Work to do: Repeat only the lines from the one holding "stool in the photo below." down to the last line of the listing below, including both of those lines.

┄┄┄┄┄┄┄┄┄┄

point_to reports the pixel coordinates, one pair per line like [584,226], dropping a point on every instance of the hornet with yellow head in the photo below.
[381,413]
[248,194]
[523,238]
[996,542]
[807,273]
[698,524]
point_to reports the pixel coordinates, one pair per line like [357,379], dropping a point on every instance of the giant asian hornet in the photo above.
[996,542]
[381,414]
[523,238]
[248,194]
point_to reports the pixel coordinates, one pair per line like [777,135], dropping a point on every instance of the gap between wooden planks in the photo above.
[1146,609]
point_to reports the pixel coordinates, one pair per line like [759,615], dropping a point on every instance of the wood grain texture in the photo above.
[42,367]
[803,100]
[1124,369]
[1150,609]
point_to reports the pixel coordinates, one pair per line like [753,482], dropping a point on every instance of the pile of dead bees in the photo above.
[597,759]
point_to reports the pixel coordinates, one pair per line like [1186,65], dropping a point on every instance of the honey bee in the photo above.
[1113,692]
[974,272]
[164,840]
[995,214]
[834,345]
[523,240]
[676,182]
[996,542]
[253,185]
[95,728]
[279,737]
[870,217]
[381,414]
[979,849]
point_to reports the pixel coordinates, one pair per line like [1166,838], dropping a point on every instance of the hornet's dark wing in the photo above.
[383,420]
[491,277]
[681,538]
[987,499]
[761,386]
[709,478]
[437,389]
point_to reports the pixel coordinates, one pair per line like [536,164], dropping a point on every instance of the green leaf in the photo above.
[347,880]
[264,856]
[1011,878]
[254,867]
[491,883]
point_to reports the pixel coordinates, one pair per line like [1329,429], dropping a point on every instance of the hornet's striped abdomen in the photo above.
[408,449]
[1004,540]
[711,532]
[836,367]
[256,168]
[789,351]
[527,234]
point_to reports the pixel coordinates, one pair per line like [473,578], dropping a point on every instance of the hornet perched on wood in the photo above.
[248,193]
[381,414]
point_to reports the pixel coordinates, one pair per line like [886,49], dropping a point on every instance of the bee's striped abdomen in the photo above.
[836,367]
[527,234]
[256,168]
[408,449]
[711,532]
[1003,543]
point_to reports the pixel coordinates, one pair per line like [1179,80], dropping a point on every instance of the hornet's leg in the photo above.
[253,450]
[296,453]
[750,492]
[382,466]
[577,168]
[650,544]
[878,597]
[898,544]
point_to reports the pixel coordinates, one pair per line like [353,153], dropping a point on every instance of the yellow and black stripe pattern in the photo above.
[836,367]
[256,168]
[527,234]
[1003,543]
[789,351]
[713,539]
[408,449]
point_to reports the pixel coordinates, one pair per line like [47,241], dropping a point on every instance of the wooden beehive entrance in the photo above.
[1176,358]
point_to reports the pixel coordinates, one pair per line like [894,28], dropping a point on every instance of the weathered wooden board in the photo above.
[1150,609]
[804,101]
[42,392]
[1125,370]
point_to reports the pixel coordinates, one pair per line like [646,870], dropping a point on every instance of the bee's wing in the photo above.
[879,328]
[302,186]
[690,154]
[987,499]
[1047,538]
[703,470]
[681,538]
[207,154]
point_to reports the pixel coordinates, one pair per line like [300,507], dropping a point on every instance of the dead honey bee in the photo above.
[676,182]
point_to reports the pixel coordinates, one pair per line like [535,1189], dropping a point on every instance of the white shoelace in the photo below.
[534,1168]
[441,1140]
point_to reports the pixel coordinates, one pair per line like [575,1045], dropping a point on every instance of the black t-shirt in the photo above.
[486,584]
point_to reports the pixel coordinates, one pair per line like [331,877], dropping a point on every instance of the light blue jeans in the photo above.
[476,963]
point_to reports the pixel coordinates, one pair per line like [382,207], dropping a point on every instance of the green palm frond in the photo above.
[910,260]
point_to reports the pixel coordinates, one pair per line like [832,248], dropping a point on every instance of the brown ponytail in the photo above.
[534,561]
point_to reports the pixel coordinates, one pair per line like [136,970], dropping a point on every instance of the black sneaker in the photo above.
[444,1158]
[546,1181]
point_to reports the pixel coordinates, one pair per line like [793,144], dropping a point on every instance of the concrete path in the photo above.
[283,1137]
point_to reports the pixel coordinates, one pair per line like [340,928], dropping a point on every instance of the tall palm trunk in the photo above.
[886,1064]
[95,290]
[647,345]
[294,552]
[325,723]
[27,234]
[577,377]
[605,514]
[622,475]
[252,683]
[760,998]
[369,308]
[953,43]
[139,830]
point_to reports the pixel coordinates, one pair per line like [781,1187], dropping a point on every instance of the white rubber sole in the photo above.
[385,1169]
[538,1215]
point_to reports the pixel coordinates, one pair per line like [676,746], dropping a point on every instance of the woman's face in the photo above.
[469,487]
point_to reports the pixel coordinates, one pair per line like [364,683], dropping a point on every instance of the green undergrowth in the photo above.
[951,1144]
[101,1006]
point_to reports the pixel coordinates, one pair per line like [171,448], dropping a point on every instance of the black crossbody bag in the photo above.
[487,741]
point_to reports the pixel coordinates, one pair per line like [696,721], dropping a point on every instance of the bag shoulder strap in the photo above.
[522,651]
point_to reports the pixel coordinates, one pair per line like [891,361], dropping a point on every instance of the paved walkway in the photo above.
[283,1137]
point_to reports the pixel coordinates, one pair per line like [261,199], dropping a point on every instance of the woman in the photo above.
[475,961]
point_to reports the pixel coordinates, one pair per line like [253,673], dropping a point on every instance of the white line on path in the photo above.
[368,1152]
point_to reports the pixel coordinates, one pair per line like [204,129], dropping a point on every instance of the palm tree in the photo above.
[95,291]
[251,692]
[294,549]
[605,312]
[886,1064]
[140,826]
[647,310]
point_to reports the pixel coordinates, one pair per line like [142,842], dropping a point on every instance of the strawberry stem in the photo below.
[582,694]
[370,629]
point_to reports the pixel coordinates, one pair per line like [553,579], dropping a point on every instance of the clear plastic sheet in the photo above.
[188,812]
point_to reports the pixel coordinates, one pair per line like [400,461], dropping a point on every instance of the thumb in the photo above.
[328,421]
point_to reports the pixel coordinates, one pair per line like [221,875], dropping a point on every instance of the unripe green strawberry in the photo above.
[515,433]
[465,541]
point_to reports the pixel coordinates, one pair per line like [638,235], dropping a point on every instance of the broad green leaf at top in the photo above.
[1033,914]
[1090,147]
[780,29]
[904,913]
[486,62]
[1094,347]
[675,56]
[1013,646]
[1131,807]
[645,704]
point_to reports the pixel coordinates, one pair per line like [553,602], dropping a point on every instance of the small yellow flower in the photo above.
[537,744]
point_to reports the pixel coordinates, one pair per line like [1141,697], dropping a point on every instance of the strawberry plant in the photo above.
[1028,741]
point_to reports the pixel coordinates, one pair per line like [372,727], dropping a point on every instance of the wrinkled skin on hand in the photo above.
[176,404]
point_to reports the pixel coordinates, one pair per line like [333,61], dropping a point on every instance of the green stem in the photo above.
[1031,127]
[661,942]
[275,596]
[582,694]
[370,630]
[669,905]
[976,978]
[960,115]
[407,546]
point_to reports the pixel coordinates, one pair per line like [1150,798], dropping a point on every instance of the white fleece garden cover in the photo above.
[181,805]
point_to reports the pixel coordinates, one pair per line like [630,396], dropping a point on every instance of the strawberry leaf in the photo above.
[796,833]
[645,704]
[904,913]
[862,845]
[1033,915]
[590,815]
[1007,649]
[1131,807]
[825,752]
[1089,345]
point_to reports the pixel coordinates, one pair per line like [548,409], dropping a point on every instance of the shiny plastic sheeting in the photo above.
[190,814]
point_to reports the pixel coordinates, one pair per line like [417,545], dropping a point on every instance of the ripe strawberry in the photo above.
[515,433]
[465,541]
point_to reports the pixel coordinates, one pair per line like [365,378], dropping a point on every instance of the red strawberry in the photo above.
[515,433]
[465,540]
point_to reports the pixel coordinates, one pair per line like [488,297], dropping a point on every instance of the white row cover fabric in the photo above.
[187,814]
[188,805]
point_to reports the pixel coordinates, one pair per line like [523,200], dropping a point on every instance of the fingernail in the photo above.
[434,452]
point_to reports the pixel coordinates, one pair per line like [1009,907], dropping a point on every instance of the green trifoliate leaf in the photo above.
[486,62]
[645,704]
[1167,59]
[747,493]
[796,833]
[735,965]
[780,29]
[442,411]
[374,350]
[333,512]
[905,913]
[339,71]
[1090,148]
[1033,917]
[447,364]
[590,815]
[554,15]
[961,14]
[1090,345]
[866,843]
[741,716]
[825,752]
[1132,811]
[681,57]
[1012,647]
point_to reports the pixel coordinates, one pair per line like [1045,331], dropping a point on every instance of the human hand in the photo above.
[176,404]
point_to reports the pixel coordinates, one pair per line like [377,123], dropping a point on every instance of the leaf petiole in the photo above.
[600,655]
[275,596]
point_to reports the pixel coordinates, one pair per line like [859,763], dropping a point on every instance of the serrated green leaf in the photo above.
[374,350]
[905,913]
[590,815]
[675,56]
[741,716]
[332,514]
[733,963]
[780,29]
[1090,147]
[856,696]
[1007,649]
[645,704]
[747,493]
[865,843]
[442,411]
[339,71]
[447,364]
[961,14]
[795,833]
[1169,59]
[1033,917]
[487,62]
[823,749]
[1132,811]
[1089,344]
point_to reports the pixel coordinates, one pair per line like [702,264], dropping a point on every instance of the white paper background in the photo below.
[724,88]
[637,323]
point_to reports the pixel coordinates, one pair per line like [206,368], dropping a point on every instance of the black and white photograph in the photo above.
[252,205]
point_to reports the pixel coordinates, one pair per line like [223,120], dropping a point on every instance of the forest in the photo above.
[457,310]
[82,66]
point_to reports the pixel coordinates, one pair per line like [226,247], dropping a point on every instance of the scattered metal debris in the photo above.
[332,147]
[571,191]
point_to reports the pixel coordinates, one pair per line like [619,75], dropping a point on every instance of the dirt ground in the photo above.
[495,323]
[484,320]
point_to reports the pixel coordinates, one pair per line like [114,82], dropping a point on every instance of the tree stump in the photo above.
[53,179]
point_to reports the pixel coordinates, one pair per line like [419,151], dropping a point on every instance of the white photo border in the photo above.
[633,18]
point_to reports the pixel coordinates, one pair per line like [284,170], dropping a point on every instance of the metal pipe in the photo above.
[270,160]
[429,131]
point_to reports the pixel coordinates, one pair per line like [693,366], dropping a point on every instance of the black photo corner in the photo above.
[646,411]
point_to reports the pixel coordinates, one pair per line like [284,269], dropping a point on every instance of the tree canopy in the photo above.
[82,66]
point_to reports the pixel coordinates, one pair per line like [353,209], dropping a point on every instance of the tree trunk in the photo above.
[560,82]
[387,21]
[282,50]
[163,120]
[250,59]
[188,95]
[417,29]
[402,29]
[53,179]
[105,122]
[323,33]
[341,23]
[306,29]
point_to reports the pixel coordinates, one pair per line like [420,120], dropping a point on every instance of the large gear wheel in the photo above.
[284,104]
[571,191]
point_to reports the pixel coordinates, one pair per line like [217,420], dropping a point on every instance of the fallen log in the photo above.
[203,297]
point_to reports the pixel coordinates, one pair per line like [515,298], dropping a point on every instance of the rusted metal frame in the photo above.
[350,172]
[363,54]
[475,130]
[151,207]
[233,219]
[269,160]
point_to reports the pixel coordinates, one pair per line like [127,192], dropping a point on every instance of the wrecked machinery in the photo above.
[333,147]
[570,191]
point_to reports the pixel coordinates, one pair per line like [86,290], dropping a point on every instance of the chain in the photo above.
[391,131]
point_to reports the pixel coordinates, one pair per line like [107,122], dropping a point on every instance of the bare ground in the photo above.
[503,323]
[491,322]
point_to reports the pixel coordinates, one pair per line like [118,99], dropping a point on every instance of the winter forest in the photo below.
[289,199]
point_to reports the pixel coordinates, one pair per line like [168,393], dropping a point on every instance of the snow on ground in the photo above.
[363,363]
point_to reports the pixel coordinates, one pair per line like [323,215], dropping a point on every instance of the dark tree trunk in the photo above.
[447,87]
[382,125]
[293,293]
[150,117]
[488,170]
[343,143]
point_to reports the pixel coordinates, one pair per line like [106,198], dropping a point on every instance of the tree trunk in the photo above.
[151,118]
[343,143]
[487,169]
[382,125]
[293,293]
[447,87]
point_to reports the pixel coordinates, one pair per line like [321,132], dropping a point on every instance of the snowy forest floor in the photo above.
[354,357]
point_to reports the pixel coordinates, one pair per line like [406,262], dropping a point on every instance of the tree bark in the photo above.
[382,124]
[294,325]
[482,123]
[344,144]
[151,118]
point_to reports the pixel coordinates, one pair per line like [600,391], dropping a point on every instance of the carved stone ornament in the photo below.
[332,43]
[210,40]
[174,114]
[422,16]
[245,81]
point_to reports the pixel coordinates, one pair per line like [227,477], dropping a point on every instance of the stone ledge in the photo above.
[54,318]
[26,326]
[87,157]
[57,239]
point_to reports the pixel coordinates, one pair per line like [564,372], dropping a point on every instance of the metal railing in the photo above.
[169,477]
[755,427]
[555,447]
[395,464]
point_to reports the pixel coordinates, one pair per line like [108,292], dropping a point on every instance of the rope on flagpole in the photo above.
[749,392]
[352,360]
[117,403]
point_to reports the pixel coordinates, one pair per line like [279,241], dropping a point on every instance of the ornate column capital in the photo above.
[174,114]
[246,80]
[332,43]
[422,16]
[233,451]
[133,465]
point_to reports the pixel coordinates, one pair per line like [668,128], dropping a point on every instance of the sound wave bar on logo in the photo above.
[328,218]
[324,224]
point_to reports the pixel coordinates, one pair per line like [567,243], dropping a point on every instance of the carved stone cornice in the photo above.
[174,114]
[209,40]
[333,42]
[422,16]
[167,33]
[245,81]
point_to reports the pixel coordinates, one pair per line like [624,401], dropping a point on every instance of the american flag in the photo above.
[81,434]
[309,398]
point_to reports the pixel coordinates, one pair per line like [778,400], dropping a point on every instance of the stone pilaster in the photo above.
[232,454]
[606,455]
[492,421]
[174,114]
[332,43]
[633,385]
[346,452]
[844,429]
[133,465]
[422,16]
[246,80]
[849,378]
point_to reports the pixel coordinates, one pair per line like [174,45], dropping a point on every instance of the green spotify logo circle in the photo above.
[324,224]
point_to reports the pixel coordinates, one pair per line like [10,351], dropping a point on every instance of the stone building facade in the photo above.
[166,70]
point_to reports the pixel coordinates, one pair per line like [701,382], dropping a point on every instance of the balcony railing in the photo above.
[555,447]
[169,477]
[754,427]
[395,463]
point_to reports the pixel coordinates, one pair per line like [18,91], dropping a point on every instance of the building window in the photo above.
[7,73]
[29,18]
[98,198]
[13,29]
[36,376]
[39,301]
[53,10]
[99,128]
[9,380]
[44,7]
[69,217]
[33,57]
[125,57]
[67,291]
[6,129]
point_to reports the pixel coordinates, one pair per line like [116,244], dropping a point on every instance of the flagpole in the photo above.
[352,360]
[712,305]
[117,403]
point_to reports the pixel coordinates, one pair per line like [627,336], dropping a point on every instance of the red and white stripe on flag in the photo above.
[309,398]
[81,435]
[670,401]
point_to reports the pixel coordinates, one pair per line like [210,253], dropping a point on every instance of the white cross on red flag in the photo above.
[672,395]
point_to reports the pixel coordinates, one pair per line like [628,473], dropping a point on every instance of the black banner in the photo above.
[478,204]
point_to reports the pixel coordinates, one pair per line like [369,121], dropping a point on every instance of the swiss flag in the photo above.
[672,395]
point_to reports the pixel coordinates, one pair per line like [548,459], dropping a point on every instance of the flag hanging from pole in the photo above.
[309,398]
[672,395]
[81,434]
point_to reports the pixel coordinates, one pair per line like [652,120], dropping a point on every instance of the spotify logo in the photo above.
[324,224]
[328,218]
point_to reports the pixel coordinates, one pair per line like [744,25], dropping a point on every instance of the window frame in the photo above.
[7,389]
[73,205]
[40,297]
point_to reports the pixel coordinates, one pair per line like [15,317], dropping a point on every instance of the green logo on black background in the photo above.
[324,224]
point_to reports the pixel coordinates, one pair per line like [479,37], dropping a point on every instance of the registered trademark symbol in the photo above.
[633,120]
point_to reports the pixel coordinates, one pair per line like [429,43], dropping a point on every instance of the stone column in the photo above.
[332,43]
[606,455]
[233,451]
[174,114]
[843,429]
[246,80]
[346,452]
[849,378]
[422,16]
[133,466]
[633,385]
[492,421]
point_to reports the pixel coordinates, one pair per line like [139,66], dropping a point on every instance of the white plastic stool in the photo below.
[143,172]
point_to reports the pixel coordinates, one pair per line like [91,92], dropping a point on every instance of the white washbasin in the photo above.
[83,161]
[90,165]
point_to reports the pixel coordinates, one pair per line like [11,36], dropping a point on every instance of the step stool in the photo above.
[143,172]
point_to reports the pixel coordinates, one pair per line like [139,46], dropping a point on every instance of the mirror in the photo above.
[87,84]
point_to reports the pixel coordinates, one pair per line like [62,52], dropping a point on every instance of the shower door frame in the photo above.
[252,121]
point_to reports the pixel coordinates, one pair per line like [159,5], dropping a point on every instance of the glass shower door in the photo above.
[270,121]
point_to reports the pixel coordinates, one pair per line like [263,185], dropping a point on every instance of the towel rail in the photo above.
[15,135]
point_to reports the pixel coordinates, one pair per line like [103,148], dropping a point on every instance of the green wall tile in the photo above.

┄┄┄┄┄┄┄┄┄┄

Full output:
point_to reports the pixel coordinates, one pair per line like [139,66], dropping a point on every instance of the white plastic stool in the photo below.
[143,172]
point_to reports the pixel coordinates, one pair per line like [91,92], dropping a point on every instance of the white washbasin in the photo above.
[83,161]
[90,165]
point_to reports the pixel coordinates, one pair per line like [11,36], dropping a point on every instance of the step stool in the photo above.
[143,172]
point_to reports the pixel coordinates, one pair per line like [139,46], dropping a point on every instance of the mirror in the photo above.
[87,84]
point_to reports the pixel coordinates, one pair per line like [62,52], dropping a point on every instance of the shower door frame in the photo above.
[252,121]
point_to reports the pixel coordinates, one pair per line like [159,5], dropping a point on every instance of the glass shower door in the photo above.
[270,121]
point_to reports the pixel coordinates, one pair per line like [263,185], dropping a point on every instance of the towel rail in the photo above.
[15,135]
point_to reports the pixel coordinates, one pair per line like [103,148], dropping a point on every instance of the green wall tile in the photo above.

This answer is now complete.